[Records drawn from a collection]
++++

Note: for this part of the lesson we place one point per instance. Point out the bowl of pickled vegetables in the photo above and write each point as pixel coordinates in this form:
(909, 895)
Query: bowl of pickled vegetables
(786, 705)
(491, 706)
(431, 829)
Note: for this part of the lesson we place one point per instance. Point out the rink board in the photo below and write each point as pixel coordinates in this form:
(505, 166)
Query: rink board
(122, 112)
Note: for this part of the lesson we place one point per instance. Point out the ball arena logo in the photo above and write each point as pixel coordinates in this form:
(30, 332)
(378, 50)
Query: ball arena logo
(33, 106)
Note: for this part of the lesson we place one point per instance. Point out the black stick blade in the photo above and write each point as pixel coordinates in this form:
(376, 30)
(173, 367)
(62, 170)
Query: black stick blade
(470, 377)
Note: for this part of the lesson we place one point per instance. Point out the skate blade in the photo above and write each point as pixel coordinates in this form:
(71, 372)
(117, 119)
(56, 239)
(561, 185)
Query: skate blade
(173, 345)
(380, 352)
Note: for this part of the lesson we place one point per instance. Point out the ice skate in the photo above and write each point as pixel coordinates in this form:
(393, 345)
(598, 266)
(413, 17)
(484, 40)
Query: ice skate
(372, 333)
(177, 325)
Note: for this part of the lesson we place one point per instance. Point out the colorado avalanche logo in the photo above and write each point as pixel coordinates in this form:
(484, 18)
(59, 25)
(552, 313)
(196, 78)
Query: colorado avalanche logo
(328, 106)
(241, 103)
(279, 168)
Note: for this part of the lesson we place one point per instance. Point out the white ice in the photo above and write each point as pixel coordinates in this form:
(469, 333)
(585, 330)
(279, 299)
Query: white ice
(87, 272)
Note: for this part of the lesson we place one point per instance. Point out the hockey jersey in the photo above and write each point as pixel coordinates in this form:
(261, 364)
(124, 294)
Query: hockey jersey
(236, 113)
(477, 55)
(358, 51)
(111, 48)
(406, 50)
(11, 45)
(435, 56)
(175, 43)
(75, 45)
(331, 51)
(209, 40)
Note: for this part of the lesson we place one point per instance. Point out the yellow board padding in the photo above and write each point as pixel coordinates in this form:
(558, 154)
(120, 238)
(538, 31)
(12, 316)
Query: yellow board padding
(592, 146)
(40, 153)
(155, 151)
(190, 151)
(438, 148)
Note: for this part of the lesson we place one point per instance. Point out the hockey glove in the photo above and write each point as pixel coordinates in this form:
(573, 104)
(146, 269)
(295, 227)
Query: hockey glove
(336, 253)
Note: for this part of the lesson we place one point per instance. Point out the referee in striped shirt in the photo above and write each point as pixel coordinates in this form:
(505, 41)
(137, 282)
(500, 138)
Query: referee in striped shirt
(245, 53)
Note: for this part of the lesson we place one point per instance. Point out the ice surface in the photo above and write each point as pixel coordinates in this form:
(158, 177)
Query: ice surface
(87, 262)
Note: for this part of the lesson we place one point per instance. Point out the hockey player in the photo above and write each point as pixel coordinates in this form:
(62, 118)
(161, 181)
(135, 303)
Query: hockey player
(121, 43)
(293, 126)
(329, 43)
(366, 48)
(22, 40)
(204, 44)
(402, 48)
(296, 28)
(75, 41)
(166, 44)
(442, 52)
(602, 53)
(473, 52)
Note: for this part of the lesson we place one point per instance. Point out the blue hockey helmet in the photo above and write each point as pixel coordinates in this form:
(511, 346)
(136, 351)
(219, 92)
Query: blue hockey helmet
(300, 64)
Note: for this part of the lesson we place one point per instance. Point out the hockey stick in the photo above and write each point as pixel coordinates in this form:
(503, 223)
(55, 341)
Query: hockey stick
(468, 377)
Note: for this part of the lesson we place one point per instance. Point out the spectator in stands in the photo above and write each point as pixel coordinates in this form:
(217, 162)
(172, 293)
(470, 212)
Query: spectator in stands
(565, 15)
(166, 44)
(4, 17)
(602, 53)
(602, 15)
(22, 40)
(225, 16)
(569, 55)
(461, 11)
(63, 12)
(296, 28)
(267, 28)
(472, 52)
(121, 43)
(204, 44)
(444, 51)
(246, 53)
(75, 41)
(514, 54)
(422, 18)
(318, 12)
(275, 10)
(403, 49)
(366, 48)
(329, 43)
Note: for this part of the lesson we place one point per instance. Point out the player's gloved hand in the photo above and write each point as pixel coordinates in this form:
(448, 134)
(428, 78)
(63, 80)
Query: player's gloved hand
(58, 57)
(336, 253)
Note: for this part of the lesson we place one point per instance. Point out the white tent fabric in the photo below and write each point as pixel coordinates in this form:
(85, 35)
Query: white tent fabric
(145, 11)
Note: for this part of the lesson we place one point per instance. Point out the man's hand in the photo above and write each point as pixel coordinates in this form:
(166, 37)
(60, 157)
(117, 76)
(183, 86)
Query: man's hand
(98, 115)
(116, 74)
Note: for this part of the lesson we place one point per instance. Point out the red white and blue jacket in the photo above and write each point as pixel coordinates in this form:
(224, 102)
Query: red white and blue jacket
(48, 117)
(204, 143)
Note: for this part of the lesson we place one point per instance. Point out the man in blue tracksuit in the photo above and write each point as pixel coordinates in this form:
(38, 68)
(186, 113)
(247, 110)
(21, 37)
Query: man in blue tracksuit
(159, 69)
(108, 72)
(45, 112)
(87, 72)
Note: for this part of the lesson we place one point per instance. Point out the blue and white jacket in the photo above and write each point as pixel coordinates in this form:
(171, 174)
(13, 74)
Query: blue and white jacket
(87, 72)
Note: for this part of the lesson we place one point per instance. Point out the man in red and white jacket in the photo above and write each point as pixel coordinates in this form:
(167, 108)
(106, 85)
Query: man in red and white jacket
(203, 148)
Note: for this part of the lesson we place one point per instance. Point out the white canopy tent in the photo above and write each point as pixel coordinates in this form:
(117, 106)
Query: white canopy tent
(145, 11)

++++

**Task description:**
Arrange every one of the records above as a Markdown table with two columns, No. and Text, putting a running row number under No. and the full line under Text. Leave out blank lines.

**Written reply:**
| No. | Text |
|---|---|
| 1 | Note: for this part of the lesson we place one point per instance. Point out the bowl of pickled vegetables in the photo above and write each point as pixel coordinates in this form: |
| 2 | (909, 895) |
| 3 | Query: bowl of pickled vegetables |
| 4 | (786, 705) |
| 5 | (491, 706) |
| 6 | (431, 829) |
| 7 | Note: for this part of the lesson we place one point per instance. Point out the rink board in the photo below and write each point as pixel coordinates in this form: |
| 8 | (505, 166) |
| 9 | Query: rink board |
| 10 | (122, 112) |
| 11 | Note: for this part of the lesson we place one point per instance. Point out the ball arena logo in the photo above and write each point as pixel coordinates in this form: |
| 12 | (30, 332) |
| 13 | (378, 50) |
| 14 | Query: ball arena logo |
| 15 | (33, 106) |
| 16 | Note: for this part of the lesson we place one point per instance. Point out the black stick blade in the photo above and write each point as pixel coordinates in this form: |
| 17 | (376, 30) |
| 18 | (173, 367) |
| 19 | (62, 170) |
| 20 | Query: black stick blade |
| 21 | (470, 377) |
| 22 | Note: for this part of the lesson we place one point per instance. Point out the skate blade in the photo above and write each point as pixel coordinates in this form: |
| 23 | (71, 372) |
| 24 | (117, 119) |
| 25 | (56, 239) |
| 26 | (561, 185) |
| 27 | Query: skate blade |
| 28 | (173, 345) |
| 29 | (380, 352) |
| 30 | Note: for this part of the lesson we place one point per instance. Point out the ice skate in the photo above and write each point as pixel coordinates in this form: |
| 31 | (393, 345) |
| 32 | (598, 266) |
| 33 | (413, 17) |
| 34 | (484, 40) |
| 35 | Query: ice skate |
| 36 | (372, 333) |
| 37 | (177, 325) |
| 38 | Note: for this part of the lesson we place one point per instance. Point out the colorado avalanche logo in the photo above and write each point as pixel coordinates in this form: |
| 39 | (484, 18) |
| 40 | (59, 25) |
| 41 | (552, 313) |
| 42 | (196, 78) |
| 43 | Query: colorado avalanche logo |
| 44 | (328, 106) |
| 45 | (241, 103) |
| 46 | (279, 168) |
| 47 | Note: for this part of the lesson we place one point per instance. Point out the white ice in the photo above and write each point as pixel coordinates in this form: |
| 48 | (469, 333) |
| 49 | (585, 330) |
| 50 | (279, 299) |
| 51 | Query: white ice |
| 52 | (87, 272) |
| 53 | Note: for this part of the lesson we place one point per instance. Point out the hockey jersey in the photo above and write each point as pixel coordinates in this form: |
| 54 | (261, 364) |
| 55 | (124, 294) |
| 56 | Query: hockey jersey |
| 57 | (236, 113) |
| 58 | (477, 55) |
| 59 | (358, 51) |
| 60 | (111, 48) |
| 61 | (406, 50) |
| 62 | (11, 45) |
| 63 | (435, 56) |
| 64 | (175, 43) |
| 65 | (75, 45) |
| 66 | (331, 51) |
| 67 | (209, 40) |
| 68 | Note: for this part of the lesson we place one point per instance. Point out the yellow board padding in the photo above and write each point as pixel coordinates in this form: |
| 69 | (558, 154) |
| 70 | (120, 238) |
| 71 | (538, 31) |
| 72 | (12, 316) |
| 73 | Query: yellow board padding |
| 74 | (592, 146) |
| 75 | (40, 153) |
| 76 | (155, 151) |
| 77 | (190, 151) |
| 78 | (438, 148) |
| 79 | Note: for this part of the lesson we place one point per instance. Point out the hockey glove in the photo above and write each point as pixel coordinates in this form: |
| 80 | (573, 104) |
| 81 | (146, 269) |
| 82 | (295, 227) |
| 83 | Query: hockey glove |
| 84 | (336, 253) |
| 85 | Note: for this part of the lesson we place one point per instance. Point out the referee in striped shirt in the photo above and write each point as pixel coordinates in this form: |
| 86 | (505, 41) |
| 87 | (137, 282) |
| 88 | (500, 138) |
| 89 | Query: referee in striped shirt |
| 90 | (245, 53) |
| 91 | Note: for this part of the lesson we place one point per instance. Point out the ice surface in the photo above and write each point as pixel coordinates in this form: |
| 92 | (158, 177) |
| 93 | Query: ice surface |
| 94 | (87, 262) |
| 95 | Note: for this part of the lesson we place one point per instance. Point out the hockey player in the photo above and write each point as pixel coordinates in this form: |
| 96 | (62, 118) |
| 97 | (161, 181) |
| 98 | (135, 303) |
| 99 | Query: hockey player |
| 100 | (121, 43) |
| 101 | (293, 126) |
| 102 | (329, 43) |
| 103 | (366, 48) |
| 104 | (22, 40) |
| 105 | (204, 44) |
| 106 | (402, 48) |
| 107 | (296, 28) |
| 108 | (75, 41) |
| 109 | (166, 44) |
| 110 | (442, 52) |
| 111 | (602, 53) |
| 112 | (473, 52) |
| 113 | Note: for this part of the lesson we place one point per instance. Point out the blue hockey helmet in the photo above and write each point as pixel coordinates in this form: |
| 114 | (511, 346) |
| 115 | (136, 351) |
| 116 | (219, 92) |
| 117 | Query: blue hockey helmet |
| 118 | (300, 64) |
| 119 | Note: for this part of the lesson we place one point per instance. Point out the hockey stick in the photo above and write each point as pixel coordinates in this form: |
| 120 | (503, 223) |
| 121 | (55, 341) |
| 122 | Query: hockey stick |
| 123 | (468, 377) |
| 124 | Note: for this part of the lesson we place one point per instance. Point out the spectator in stands in the photo above and write each point as pixel coordinates in this form: |
| 125 | (217, 162) |
| 126 | (172, 293) |
| 127 | (470, 212) |
| 128 | Query: spectator in stands |
| 129 | (565, 15) |
| 130 | (166, 44) |
| 131 | (4, 17) |
| 132 | (602, 53) |
| 133 | (602, 15) |
| 134 | (22, 40) |
| 135 | (225, 16) |
| 136 | (569, 55) |
| 137 | (461, 11) |
| 138 | (63, 12) |
| 139 | (296, 28) |
| 140 | (267, 28) |
| 141 | (472, 52) |
| 142 | (121, 43) |
| 143 | (204, 44) |
| 144 | (444, 51) |
| 145 | (246, 53) |
| 146 | (75, 41) |
| 147 | (514, 54) |
| 148 | (422, 18) |
| 149 | (318, 12) |
| 150 | (275, 10) |
| 151 | (403, 49) |
| 152 | (366, 48) |
| 153 | (329, 43) |
| 154 | Note: for this part of the lesson we place one point per instance. Point out the player's gloved hand in the photo above and write each point as pixel coordinates in this form: |
| 155 | (448, 134) |
| 156 | (428, 78) |
| 157 | (63, 80) |
| 158 | Query: player's gloved hand |
| 159 | (58, 57) |
| 160 | (336, 253) |
| 161 | Note: for this part of the lesson we place one point per instance. Point out the white tent fabric in the photo below and write each point as pixel coordinates in this form: |
| 162 | (85, 35) |
| 163 | Query: white tent fabric |
| 164 | (145, 11) |
| 165 | Note: for this part of the lesson we place one point per instance. Point out the man's hand in the photo above and write each point as pixel coordinates in this form: |
| 166 | (166, 37) |
| 167 | (60, 157) |
| 168 | (117, 76) |
| 169 | (183, 86) |
| 170 | Query: man's hand |
| 171 | (98, 115) |
| 172 | (116, 74) |
| 173 | Note: for this part of the lesson we place one point per instance. Point out the red white and blue jacket in the photo above and write each point as pixel coordinates in this form: |
| 174 | (224, 102) |
| 175 | Query: red white and blue jacket |
| 176 | (48, 117) |
| 177 | (204, 143) |
| 178 | Note: for this part of the lesson we place one point per instance. Point out the man in blue tracksuit in the photo above and write each point as pixel coordinates in this form: |
| 179 | (38, 68) |
| 180 | (186, 113) |
| 181 | (247, 110) |
| 182 | (21, 37) |
| 183 | Query: man in blue tracksuit |
| 184 | (159, 69) |
| 185 | (108, 72) |
| 186 | (45, 112) |
| 187 | (87, 72) |
| 188 | Note: for this part of the lesson we place one point per instance. Point out the blue and white jacket in the photo above and write each point as pixel coordinates in this form: |
| 189 | (171, 174) |
| 190 | (13, 74) |
| 191 | Query: blue and white jacket |
| 192 | (87, 72) |
| 193 | Note: for this part of the lesson we place one point per instance. Point out the man in red and white jacket in the photo above and write each point as pixel coordinates in this form: |
| 194 | (167, 108) |
| 195 | (106, 85) |
| 196 | Query: man in red and white jacket |
| 197 | (203, 148) |
| 198 | Note: for this part of the lesson we place one point per instance. Point out the white canopy tent in the photo above and write each point as pixel coordinates in this form: |
| 199 | (117, 106) |
| 200 | Query: white canopy tent |
| 201 | (145, 11) |